Exercise details
All lines from the one with "Target: small snowflake" through the final line of the records below must be written out exactly, with no other text.

==============================

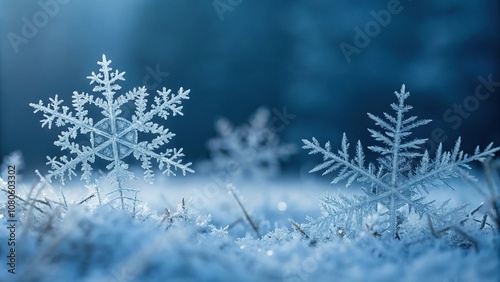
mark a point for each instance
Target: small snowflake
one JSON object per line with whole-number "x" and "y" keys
{"x": 113, "y": 138}
{"x": 252, "y": 149}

==============================

Answer to the exercise
Target: small snowflake
one JSON object per line with whole-number "x" and "y" keys
{"x": 113, "y": 138}
{"x": 252, "y": 149}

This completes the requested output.